- [What is expected]:
Can you put every line of the listing below into a numbered list, skipping blank lines and leaving the pictures out?

(Dataset records)

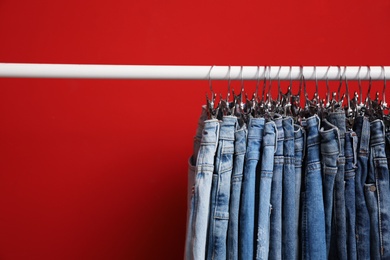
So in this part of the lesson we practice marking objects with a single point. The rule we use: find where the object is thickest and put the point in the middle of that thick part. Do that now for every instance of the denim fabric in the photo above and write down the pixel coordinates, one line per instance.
(330, 151)
(238, 168)
(191, 180)
(350, 208)
(247, 205)
(339, 236)
(379, 176)
(267, 165)
(220, 190)
(299, 145)
(313, 215)
(289, 236)
(276, 196)
(203, 181)
(388, 148)
(362, 130)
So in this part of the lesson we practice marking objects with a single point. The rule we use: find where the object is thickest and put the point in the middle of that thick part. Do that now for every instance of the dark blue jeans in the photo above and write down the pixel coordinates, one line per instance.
(289, 236)
(220, 191)
(378, 184)
(299, 154)
(276, 195)
(247, 232)
(330, 151)
(362, 130)
(350, 208)
(235, 196)
(313, 215)
(338, 242)
(267, 165)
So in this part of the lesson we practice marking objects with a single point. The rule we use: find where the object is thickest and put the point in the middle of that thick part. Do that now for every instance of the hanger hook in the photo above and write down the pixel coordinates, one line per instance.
(327, 84)
(384, 104)
(278, 76)
(211, 88)
(341, 82)
(360, 85)
(228, 94)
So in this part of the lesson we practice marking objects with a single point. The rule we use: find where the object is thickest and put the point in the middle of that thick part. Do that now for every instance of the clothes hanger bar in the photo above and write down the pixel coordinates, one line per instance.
(81, 71)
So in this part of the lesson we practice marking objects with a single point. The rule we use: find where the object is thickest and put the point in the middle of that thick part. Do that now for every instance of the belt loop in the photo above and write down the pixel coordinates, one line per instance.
(354, 147)
(276, 137)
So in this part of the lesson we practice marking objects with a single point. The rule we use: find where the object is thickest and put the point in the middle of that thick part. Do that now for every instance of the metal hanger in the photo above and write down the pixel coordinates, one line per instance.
(349, 115)
(211, 111)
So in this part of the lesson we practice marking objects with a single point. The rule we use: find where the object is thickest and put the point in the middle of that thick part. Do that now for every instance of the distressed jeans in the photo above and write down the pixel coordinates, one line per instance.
(313, 215)
(330, 151)
(247, 206)
(220, 190)
(235, 196)
(267, 165)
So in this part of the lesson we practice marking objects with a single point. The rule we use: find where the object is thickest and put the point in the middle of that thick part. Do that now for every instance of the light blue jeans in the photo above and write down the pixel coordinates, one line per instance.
(276, 195)
(288, 213)
(247, 206)
(330, 150)
(338, 242)
(235, 196)
(202, 190)
(362, 129)
(350, 208)
(299, 154)
(220, 191)
(267, 165)
(191, 181)
(313, 215)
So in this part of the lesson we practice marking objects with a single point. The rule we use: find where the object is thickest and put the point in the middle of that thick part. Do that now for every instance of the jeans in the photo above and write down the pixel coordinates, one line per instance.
(238, 168)
(191, 181)
(202, 191)
(339, 236)
(276, 195)
(267, 165)
(313, 215)
(330, 151)
(247, 206)
(362, 130)
(299, 153)
(378, 182)
(289, 236)
(350, 208)
(220, 190)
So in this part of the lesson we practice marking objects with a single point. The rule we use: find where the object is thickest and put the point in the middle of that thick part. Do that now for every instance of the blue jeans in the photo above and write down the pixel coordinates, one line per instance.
(299, 153)
(267, 165)
(313, 215)
(276, 195)
(378, 182)
(289, 236)
(362, 130)
(247, 207)
(202, 190)
(220, 190)
(330, 151)
(238, 168)
(350, 208)
(339, 237)
(191, 181)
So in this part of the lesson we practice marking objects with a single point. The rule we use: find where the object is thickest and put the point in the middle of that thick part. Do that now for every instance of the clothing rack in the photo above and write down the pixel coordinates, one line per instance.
(81, 71)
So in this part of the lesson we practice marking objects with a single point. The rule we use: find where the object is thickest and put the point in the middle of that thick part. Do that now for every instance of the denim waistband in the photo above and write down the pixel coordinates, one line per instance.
(227, 131)
(253, 124)
(362, 130)
(377, 135)
(338, 119)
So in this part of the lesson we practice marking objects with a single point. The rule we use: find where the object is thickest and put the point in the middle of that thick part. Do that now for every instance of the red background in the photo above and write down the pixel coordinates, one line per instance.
(97, 169)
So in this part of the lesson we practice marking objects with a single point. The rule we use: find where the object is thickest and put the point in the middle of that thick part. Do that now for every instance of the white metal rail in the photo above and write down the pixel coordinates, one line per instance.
(34, 70)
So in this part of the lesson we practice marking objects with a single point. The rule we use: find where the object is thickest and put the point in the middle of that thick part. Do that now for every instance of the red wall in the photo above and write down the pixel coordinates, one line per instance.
(97, 169)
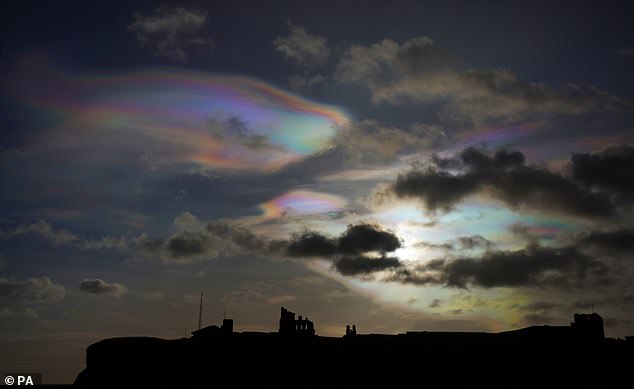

- [Final answer]:
1. So in this part of the lesson we practice marking objects with a single point. The rule we use: find where the object is thickest and put the point in the middle of that thick part. Do that now for every instance of the denim fabric in the photo above and write down the pixel coordinates, one line per instance.
2. (330, 151)
3. (238, 168)
4. (191, 180)
5. (350, 208)
6. (247, 205)
7. (339, 236)
8. (379, 176)
9. (267, 165)
10. (220, 190)
11. (299, 145)
12. (313, 215)
13. (289, 236)
14. (276, 196)
15. (203, 181)
16. (388, 148)
17. (362, 130)
18. So in this part of the lesson we practice marking objects with a single point. The rule we use: find where the object is thickest and put the point in the middle of that thick part. Do that now for every instance of the dark blue jeans in the photo above and write down the pixel coordinates, one line per instance.
19. (289, 236)
20. (220, 191)
21. (378, 184)
22. (299, 154)
23. (276, 195)
24. (247, 232)
25. (330, 151)
26. (362, 130)
27. (350, 208)
28. (235, 196)
29. (313, 215)
30. (338, 242)
31. (267, 165)
32. So in this part of the lesson we practice marking objects with a single point. The rule we use: find where the object is thickest and put the point in the middle of that thick part. Do that now for every instance of the hanger hook in the photo above and write down the pixel coordinates, one line per instance.
33. (327, 84)
34. (384, 104)
35. (278, 76)
36. (211, 88)
37. (341, 82)
38. (360, 85)
39. (228, 94)
40. So in this part of the lesson we practice marking objects with a single point. The rule we use: find where the object is thickest and put the point in the middle of that thick part. Do that now for every instance of the clothes hanger bar in the photo above and write down the pixel coordinates, one line per instance.
41. (81, 71)
42. So in this part of the lesson we practice marking objects with a single point. The rule we use: find where the object is thickest and put the point in the middle of that thick part. Do that now for every instance of the belt loop in the photo above and write down the pixel coordinates, one line per instance.
43. (354, 147)
44. (276, 137)
45. So in this part of the lesson we practice marking objects with a single point. The rule we use: find where the object is thickest and put the point in the middle of that thick part. Do that now for every instance of the metal hanger in the photo above and write down the pixel coordinates, one line per instance.
46. (349, 115)
47. (211, 111)
48. So in this part of the lesson we practice marking objects with a single point. The rule we use: find where the object is thickest and put the point in the middle of that thick part. Do that now for every instance of the distressed jeans in the photo above and write down the pixel coordinates, one line per instance.
49. (313, 215)
50. (330, 151)
51. (247, 206)
52. (220, 190)
53. (235, 196)
54. (267, 165)
55. So in this part of the lesson we practice marking objects with a single point. The rule we use: find where the object is thickest and put the point in the middle of that thick part. Do that now for every instance of the light blue jeans in the photo above and write down the pixel coordinates, one line per instance.
56. (276, 195)
57. (288, 213)
58. (247, 206)
59. (330, 150)
60. (338, 242)
61. (235, 196)
62. (202, 190)
63. (362, 129)
64. (350, 208)
65. (299, 154)
66. (220, 191)
67. (267, 165)
68. (191, 181)
69. (313, 215)
70. So in this part of the lesson we practice marking objects with a single point. The rule we use: find where the object is thickest and put the point in the middle of that thick part. Do that now for every instance of the jeans in the photo above and write down the pixel coordinates, one line per instance.
71. (238, 168)
72. (191, 181)
73. (202, 191)
74. (339, 236)
75. (276, 195)
76. (267, 165)
77. (313, 215)
78. (330, 151)
79. (247, 206)
80. (362, 130)
81. (299, 153)
82. (378, 182)
83. (289, 236)
84. (350, 208)
85. (220, 190)
86. So in this part of the lesson we practice marking objects with a single point. The rule we use: find where the object is thickest and put the point in the middle of that thick part. Do that now for every instance of the blue jeans in the photo above and write down the pixel coordinates, one line per instance.
87. (299, 153)
88. (267, 165)
89. (313, 215)
90. (276, 195)
91. (378, 182)
92. (289, 236)
93. (362, 130)
94. (247, 207)
95. (202, 190)
96. (220, 190)
97. (330, 151)
98. (238, 168)
99. (350, 208)
100. (339, 237)
101. (191, 181)
102. So in this part of the lesson we practice marking objects with a single point. The rule we use: find where the object is thickest and put the point in the middle of that thick part. Do that now for every instance of the clothing rack in the photo above and write down the pixel coordinates, one line per instance.
103. (81, 71)
104. So in this part of the lesson we practice marking objects with a single point. The rule we use: find where the object is thickest and put the point in the middle of that thick part. Do that now for every instance of the denim waistband in the photo above and write down the pixel coordinates, one line per instance.
105. (227, 131)
106. (253, 124)
107. (362, 130)
108. (377, 135)
109. (338, 119)
110. So in this part of the lesson we practice marking objects with a single point. The rule we use: find where the object is thickest and put the point in the middle of that thick part. Do that now for every instance of the red background in the photo above and write down the pixel coordinates, one line per instance.
111. (97, 169)
112. So in this part of the lesson we practice marking objects with a single point. The rule we use: find where the object is thickest and put the point in the middle of that thick part. Do that now for every instance of the white metal rail in the photo above and write down the pixel coordinates, one line per instance.
113. (34, 70)
114. So in this part of the lesson we practice marking objects with a single point. The rule we use: find where the object is thickest and put the point in the middle of that thick part. Do that now for every instance of the red wall in the photo above and write down the pixel coordinates, one line per instance.
115. (97, 169)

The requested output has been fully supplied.